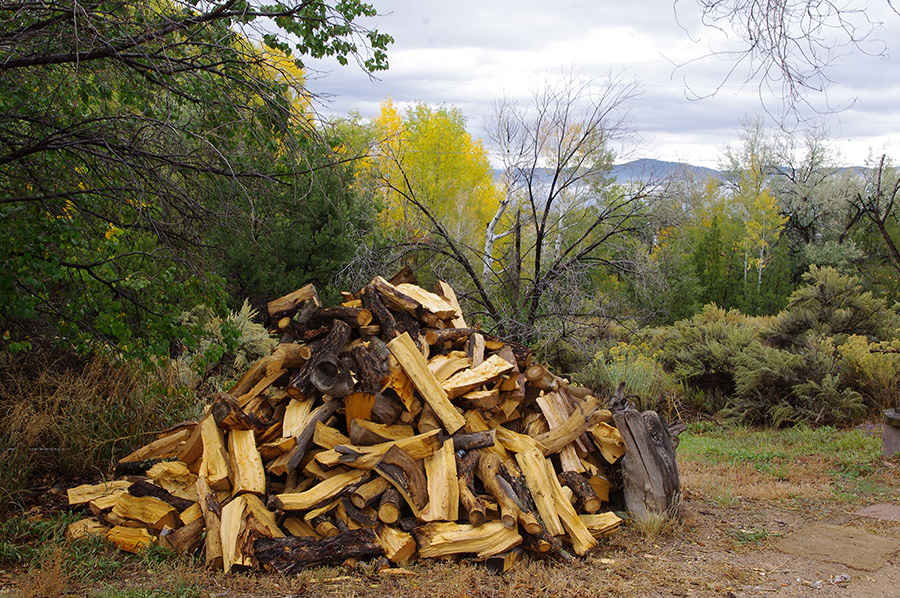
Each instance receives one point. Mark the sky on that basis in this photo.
(466, 53)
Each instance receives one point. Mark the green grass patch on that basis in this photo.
(765, 449)
(753, 536)
(179, 590)
(32, 543)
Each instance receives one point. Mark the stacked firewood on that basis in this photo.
(385, 427)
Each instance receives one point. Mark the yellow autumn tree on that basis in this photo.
(429, 171)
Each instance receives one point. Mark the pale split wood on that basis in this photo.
(244, 520)
(184, 540)
(475, 349)
(214, 466)
(365, 457)
(321, 492)
(130, 539)
(447, 292)
(475, 423)
(462, 382)
(192, 513)
(443, 489)
(399, 546)
(212, 517)
(296, 414)
(579, 535)
(248, 473)
(327, 437)
(609, 441)
(439, 539)
(369, 491)
(150, 511)
(601, 524)
(435, 304)
(290, 303)
(85, 528)
(365, 432)
(415, 366)
(445, 365)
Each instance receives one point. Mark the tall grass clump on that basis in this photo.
(647, 384)
(69, 416)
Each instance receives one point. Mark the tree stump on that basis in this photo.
(649, 466)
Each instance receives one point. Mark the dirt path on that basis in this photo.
(743, 552)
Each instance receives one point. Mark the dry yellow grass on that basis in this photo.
(724, 484)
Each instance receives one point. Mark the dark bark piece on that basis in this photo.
(144, 488)
(406, 475)
(371, 368)
(458, 337)
(293, 554)
(466, 441)
(470, 501)
(326, 349)
(408, 323)
(332, 377)
(304, 438)
(487, 469)
(352, 316)
(587, 498)
(357, 515)
(428, 420)
(324, 526)
(371, 300)
(386, 410)
(396, 299)
(389, 506)
(289, 304)
(227, 412)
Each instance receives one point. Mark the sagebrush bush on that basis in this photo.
(778, 387)
(223, 349)
(832, 304)
(873, 369)
(703, 351)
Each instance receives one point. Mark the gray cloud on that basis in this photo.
(465, 53)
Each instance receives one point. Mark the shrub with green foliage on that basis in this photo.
(832, 304)
(873, 369)
(774, 386)
(703, 351)
(817, 361)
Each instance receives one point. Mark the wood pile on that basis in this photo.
(385, 427)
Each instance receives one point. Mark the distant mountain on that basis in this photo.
(645, 169)
(648, 169)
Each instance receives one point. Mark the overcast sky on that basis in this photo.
(464, 53)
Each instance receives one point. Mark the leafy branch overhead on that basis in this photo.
(131, 130)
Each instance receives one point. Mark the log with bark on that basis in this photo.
(386, 426)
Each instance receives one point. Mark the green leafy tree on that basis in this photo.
(130, 130)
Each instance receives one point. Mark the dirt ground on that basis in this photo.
(707, 557)
(744, 550)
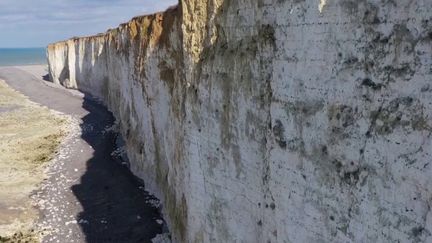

▶ [WHAT IS EXPECTED] Above are the records; copy every one of them exactly and omit the images.

▶ [TASK ANSWER]
Each instance receives one point. Mark the sky on that basis in this photo.
(466, 53)
Each instance receives one point. Mark the green grass patch on that basis in this photo.
(765, 449)
(753, 536)
(179, 590)
(32, 543)
Each instance receives one point. Mark the stacked firewood on that basis in this photo.
(385, 427)
Each instance receives one point. Mark the yellow autumn tree on that basis in this photo.
(429, 171)
Each instance receives one point. Mark the pale split wood on that basis in this photo.
(244, 520)
(184, 540)
(475, 349)
(214, 466)
(365, 457)
(321, 492)
(130, 539)
(447, 292)
(475, 423)
(462, 382)
(192, 513)
(443, 489)
(399, 546)
(212, 517)
(296, 414)
(579, 535)
(248, 473)
(327, 437)
(609, 441)
(439, 539)
(369, 491)
(150, 511)
(601, 524)
(435, 304)
(290, 303)
(85, 528)
(365, 432)
(415, 366)
(445, 365)
Each instance receives one point. Mark the tall grass clump on that basis in this photo.
(647, 384)
(69, 416)
Each instance receives one point. Mark the tree stump on that basis in this photo.
(649, 466)
Each instance receives one point. Mark the dirt path on that basis in this photo.
(743, 552)
Each instance receives one point. Mark the dry yellow grass on that basis in this photo.
(724, 484)
Each instance receives one point. Mark the dark bark piece on that basis in this photo.
(144, 488)
(406, 475)
(371, 368)
(458, 337)
(293, 554)
(466, 441)
(470, 501)
(326, 349)
(408, 323)
(332, 377)
(304, 438)
(487, 469)
(352, 316)
(587, 498)
(357, 515)
(428, 420)
(324, 526)
(371, 300)
(386, 410)
(396, 299)
(389, 506)
(289, 304)
(227, 412)
Each instance receives one point. Mark the sagebrush bush on that basis in this photo.
(778, 387)
(223, 349)
(832, 304)
(873, 369)
(703, 351)
Each instance receives one point. Mark the gray cloud on that basis in this photo.
(465, 53)
Each instance receives one point. Mark the shrub with green foliage on that basis in this photo.
(832, 304)
(873, 369)
(774, 386)
(703, 351)
(817, 361)
Each instance receives one point. Mark the wood pile on that basis in this photo.
(385, 427)
Each instance receives one point. Mark the distant mountain on that basis in this photo.
(645, 169)
(648, 169)
Each instance receives one point. Mark the overcast sky on that basis in this photo.
(464, 53)
Each instance receives one point. Mark the leafy branch overhead on that basis in this photo.
(131, 130)
Each instance receives one point. Mark the log with bark on that basis in this photo.
(386, 426)
Each instance receives one point. Mark the green leafy tree on that basis in this photo.
(130, 130)
Each instance receives one point. Mark the dirt ground on that basis in this photo.
(707, 557)
(744, 550)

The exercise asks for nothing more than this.